··· Recorded data

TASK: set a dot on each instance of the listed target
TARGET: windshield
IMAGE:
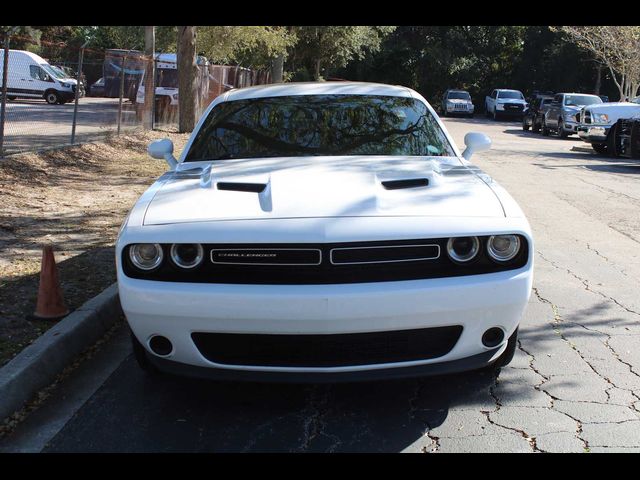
(581, 100)
(167, 77)
(512, 94)
(458, 96)
(53, 71)
(312, 125)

······

Reproduce every item above in full, requests included, shifting each x and y coordinate in the answers up by 114. Omit the pictures.

• _Response to the task_
TASK: set a dot on each instance of the listed target
TARGET: windshield
IMAGE:
(695, 214)
(281, 191)
(626, 208)
(572, 210)
(167, 185)
(426, 239)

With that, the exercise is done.